→ Required action
Please give the records below again in full, exactly, with the images left out.

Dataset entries
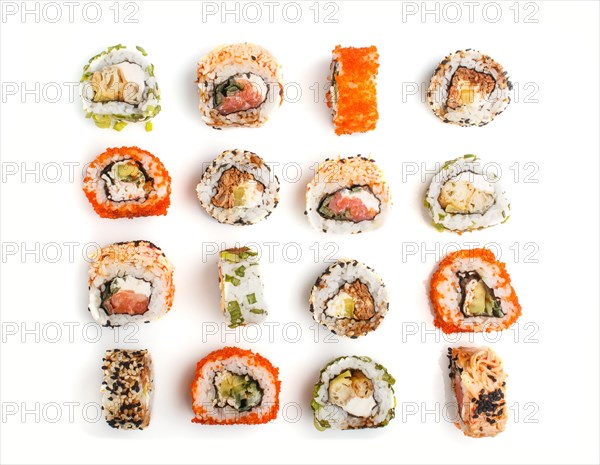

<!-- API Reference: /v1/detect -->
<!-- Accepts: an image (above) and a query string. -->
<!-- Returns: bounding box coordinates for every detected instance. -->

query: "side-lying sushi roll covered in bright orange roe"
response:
[326,45,379,136]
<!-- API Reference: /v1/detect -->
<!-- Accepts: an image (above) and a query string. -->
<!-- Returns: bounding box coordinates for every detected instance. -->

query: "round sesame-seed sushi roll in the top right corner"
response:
[427,49,512,126]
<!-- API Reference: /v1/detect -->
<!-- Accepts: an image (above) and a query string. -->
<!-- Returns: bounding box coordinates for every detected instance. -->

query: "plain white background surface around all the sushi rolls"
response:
[0,1,599,464]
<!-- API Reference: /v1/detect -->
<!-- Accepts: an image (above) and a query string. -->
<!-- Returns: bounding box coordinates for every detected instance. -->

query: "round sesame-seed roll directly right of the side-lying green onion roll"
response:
[310,259,389,338]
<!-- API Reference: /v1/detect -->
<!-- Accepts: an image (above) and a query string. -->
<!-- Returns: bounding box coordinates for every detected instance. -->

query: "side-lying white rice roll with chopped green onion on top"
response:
[219,247,267,328]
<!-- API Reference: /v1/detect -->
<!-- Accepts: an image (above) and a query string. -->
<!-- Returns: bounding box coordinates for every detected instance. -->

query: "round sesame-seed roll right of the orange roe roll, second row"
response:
[196,149,279,225]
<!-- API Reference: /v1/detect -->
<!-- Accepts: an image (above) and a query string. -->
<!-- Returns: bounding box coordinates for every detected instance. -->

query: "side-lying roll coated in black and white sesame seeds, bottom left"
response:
[100,349,153,429]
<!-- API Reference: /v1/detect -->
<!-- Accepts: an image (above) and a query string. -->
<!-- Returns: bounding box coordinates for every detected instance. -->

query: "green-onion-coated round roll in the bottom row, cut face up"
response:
[311,356,396,431]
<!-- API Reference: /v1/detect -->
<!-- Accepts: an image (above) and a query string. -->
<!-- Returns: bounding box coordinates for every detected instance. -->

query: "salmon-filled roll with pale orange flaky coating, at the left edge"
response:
[88,241,175,326]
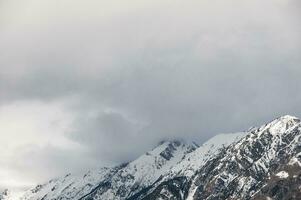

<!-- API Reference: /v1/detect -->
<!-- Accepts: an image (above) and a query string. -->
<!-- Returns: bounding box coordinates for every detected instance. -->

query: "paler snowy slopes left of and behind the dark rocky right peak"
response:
[17,133,244,200]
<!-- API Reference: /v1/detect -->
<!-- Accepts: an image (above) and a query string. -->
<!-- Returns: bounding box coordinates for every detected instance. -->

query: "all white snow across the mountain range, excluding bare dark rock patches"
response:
[13,115,301,200]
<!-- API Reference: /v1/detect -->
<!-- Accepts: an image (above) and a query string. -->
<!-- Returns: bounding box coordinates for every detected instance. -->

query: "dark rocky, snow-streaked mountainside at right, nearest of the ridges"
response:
[137,116,301,200]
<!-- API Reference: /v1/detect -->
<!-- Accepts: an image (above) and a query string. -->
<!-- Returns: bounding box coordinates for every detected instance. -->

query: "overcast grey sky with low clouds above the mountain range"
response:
[0,0,301,191]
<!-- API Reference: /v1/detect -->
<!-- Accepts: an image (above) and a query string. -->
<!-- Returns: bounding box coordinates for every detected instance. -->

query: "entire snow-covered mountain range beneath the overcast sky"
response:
[5,115,301,200]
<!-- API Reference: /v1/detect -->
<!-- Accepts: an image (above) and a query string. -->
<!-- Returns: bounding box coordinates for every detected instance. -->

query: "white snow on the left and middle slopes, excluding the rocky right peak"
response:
[14,133,245,200]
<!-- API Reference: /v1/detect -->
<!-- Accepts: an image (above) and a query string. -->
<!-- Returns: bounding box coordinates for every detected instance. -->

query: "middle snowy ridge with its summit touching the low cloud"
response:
[79,141,196,200]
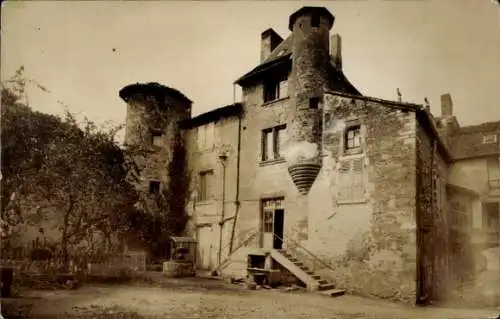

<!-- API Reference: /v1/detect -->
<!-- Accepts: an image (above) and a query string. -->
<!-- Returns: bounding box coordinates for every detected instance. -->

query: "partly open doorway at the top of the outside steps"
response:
[261,198,285,249]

→ Your solution
<!-- API Reference: /v1/detect -->
<!-- Accepts: an image (above) and a query string. -->
<!-- Returns: bounding box coordinates for every detected instance. -->

query: "side-lying sushi roll covered in bright orange roe"
response:
[326,45,379,136]
<!-- API Reference: /v1/detect -->
<!-- Accepts: an image (above) and a query string. -->
<!-- Returns: bounding box coordinates for every detected instance. -->

query: "round sesame-seed sushi roll in the top right corner"
response:
[427,49,512,126]
<!-- API Reference: /v1/detect -->
<!-- Accepts: an image (above) and a query string. -->
<!-- Returns: bounding box coordinates for every detected instance. -->

query: "plain white background surface around all the sushi rolls"
response:
[0,1,599,464]
<!-- API Reference: /v1/detect -->
<!-- Accepts: an image (above) and a query string. -->
<!-- Returns: bounding box coordinates for every detected instance. -->

query: "round sesame-seed roll directly right of the side-lying green onion roll"
response:
[310,259,389,338]
<!-- API Reference: /v1/detect -->
<!-- Accepts: an image (above) and a query string. -->
<!-- Returns: bounding box coordinates for every detected instance. -->

query: "side-lying white rice roll with chopped green onion on top"
response:
[219,247,267,328]
<!-- API Reference: /v1/detect -->
<!-- Accepts: an image (above) and a query string. -->
<!-- Returns: bounding box coordinates for every detected instance. -->

query: "round sesame-seed roll right of the orange roe roll, second row"
response:
[196,149,279,225]
<!-- API Reference: /v1/detect -->
<!-- Accepts: an image (above) and a query string. -->
<!-- Returns: bounding box coordinates for every detected instance. -->

query: "side-lying roll coated in black and white sesame seeds, bottom left"
response:
[100,349,153,429]
<!-- API Reference: /v1/detect -->
<!-- Accepts: an image (above) and a query string. -->
<!-- Returns: bounding box coordinates for every detected instance. -->

query: "green-onion-coated round roll in the bottom row, cut face up"
response:
[311,356,396,431]
<!-- API Reference: /v1/detect -->
<!-- Accepts: an image (above) and a query string. -->
<!-- Returns: bounding box coordinates for every detected instance. -->

query: "salmon-filled roll with pale orange flaky coating, at the left edge"
response:
[88,241,175,326]

<!-- API Reference: /v1/detect -->
<!-- Accepts: an image (above) and a query string. -->
<!-- Returns: bounding box coordinates for every detected instance. -->

query: "paler snowy slopes left of and behind the dark rocky right peak"
response:
[17,133,244,200]
<!-- API Reference: /v1/detect -->
<!-- Accepts: an image (above) and a query string. -->
<!-- Returns: bounding box coordinates for every detected instance. -->

query: "all white snow across the mountain range, excluding bare dark rock patches"
response:
[13,115,301,200]
<!-- API Reference: /v1/detect -->
<!-- Accepts: an image (above) and a query string. -->
<!-- Returns: bounding box coordinates for every detected instance. -->

query: "dark rocky, snow-streaked mountainside at right, nearest of the ridges"
response:
[137,116,301,200]
<!-- API Reference: /v1/detect -->
<!-- Accepts: an image (above) and a query string. -->
<!-- Returns: bounding box coordinates for every detected instance. -->

query: "overcast grey sky with low clouds above the mountain range"
response:
[0,0,301,191]
<!-- API Reference: /v1/detect -->
<!-- Accepts: an image (above) and a query string. -->
<!-- Returns: bounding box coordinates for every detected instance. -->

query: "entire snow-covered mountain range beneath the overcast sky"
response:
[5,115,301,200]
<!-- API Reference: /v1/detect -->
<!-- Accepts: an image (above) and a query string. -->
<!-- Returns: bounding box coordinates for every detected instance. -->

query: "white snow on the left and middle slopes, excluding the rocky right peak"
response:
[14,133,245,200]
<!-- API Reference: /v1/detect -->
<!-- Accepts: an image (above) and a query string. -->
<!-- Returns: bounding box coordinates for every detected instance. -->

query: "middle snowy ridge with its summit touching the low cloud"
response:
[79,141,196,200]

<!-- API Reference: /v1/detect -->
<!-- Accepts: an image (above) and a query string. -->
<!-- Returns: bounding box coordinates for every detected instance. -->

query: "partly open doorway at the top of the outside steps"
response:
[261,198,285,249]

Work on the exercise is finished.